READING TEXT =
● ● ●

Reaffirming § 922(g)(1) Post-Bruen and Defining “Crime of Violence” for Attempted Bank Robbery

Reaffirming § 922(g)(1) Post-Bruen and Defining “Crime of Violence” for Attempted Bank Robbery

Introduction

United States v. James Anthony Brian Morelock (11th Cir. Jan. 10, 2025) addresses three principal issues:

  • Whether 18 U.S.C. § 922(g)(1) (felon-in-possession) survives under the Second Amendment framework set out in New York State Rifle & Pistol Association v. Bruen;
  • Whether Morelock’s prior conviction for attempted armed bank robbery with kidnapping qualifies as a “crime of violence” for Sentencing Guidelines purposes;
  • Whether the district court erred in denying his motion to suppress firearms evidence seized under a search warrant.

Morelock, a convicted felon, was arrested in 2019 after federal agents executed a warrant at his Georgia home and discovered twenty-two firearms, multiple sets of body armor, and a silencer. At his bench trial he admitted possession but challenged § 922(g)(1) as unconstitutional, disputed the classification of his prior conviction, and sought suppression of the search evidence. The district court rejected all arguments, convicted him, and imposed a one-year-and-one-day sentence (with a significant downward variance) followed by three years supervised release. Morelock appealed.

Summary of the Judgment

The Eleventh Circuit, per curiam, affirmed on all grounds:

  1. Constitutionality of § 922(g)(1): Held that Bruen did not disturb existing precedent upholding the felon-in-possession ban. See United States v. Dubois, 94 F.4th 1284 (11th Cir. 2024).
  2. Crime of Violence under the Guidelines: Concluded that attempted bank robbery under 18 U.S.C. § 2113(a) inherently involves “force or violence, or intimidation,” thus qualifying as a crime of violence. Relied on United States v. Armstrong, 122 F.4th 1278 (11th Cir. 2024).
  3. Denial of Suppression Motion: Found the warrant affidavit established probable cause through consistent, firsthand information from two relatives corroborating an anonymous tip. No material omissions or recklessness justified a Franks hearing.

Analysis

1. Precedents Cited

  • Bruen (597 U.S. 1 (2022)): Established a history-and-tradition test for firearm restrictions under the Second Amendment. Morelock argued § 922(g)(1) fails that test; the court relied on Dubois.
  • Dubois (94 F.4th 1284 (11th Cir. 2024)): Reaffirmed that § 922(g)(1) is consistent with historical restrictions on felon firearm possession.
  • Taylor (596 U.S. 845 (2022)): Held Hobbs Act attempted robbery is not categorically a crime of violence. Morelock analogized to § 2113(a), but the Eleventh Circuit distinguished the statutory language.
  • Armstrong (122 F.4th 1278 (11th Cir. 2024)): Clarified that § 2113(a)’s “force or violence, or intimidation” element means attempted bank robbery is a crime of violence.

● ● ●

DATA SUPPLIED =
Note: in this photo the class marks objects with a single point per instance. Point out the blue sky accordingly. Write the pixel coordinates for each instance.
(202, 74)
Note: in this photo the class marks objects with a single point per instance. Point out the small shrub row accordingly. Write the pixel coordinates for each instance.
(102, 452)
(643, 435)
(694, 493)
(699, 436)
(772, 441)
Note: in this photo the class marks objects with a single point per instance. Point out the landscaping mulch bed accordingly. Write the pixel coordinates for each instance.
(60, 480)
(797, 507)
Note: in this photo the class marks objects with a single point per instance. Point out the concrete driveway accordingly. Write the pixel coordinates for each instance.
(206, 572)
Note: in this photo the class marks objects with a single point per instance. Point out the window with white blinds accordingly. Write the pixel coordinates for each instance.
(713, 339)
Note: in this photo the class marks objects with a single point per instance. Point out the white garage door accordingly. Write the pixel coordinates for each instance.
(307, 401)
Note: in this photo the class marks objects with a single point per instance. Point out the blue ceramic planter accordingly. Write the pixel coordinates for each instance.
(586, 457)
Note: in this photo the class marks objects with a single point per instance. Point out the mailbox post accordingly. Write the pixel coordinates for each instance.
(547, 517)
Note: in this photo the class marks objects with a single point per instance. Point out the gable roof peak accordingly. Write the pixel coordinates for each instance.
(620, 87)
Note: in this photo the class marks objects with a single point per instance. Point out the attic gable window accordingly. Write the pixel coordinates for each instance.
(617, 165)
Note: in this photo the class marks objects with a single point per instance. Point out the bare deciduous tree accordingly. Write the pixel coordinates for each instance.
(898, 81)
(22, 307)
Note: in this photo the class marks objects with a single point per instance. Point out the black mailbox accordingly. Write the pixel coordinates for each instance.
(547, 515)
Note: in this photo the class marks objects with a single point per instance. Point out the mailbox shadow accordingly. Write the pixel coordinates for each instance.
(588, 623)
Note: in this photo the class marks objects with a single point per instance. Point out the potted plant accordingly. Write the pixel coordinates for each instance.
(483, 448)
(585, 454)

● ● ●

REQUIRED WORK =
a – According to the case summary, what sentence did the district court impose on Morelock?
b – Reproduce the entries from the line containing "the mailbox shadow" up to and including the final line of the entries.
The case summary and the entries are separate material.

TASK RESPONSES =
a – One year and one day, with a significant downward variance, followed by three years of supervised release.

b –
Note: in this photo the class marks objects with a single point per instance. Point out the mailbox shadow accordingly. Write the pixel coordinates for each instance.
(588, 623)
Note: in this photo the class marks objects with a single point per instance. Point out the potted plant accordingly. Write the pixel coordinates for each instance.
(483, 448)
(585, 454)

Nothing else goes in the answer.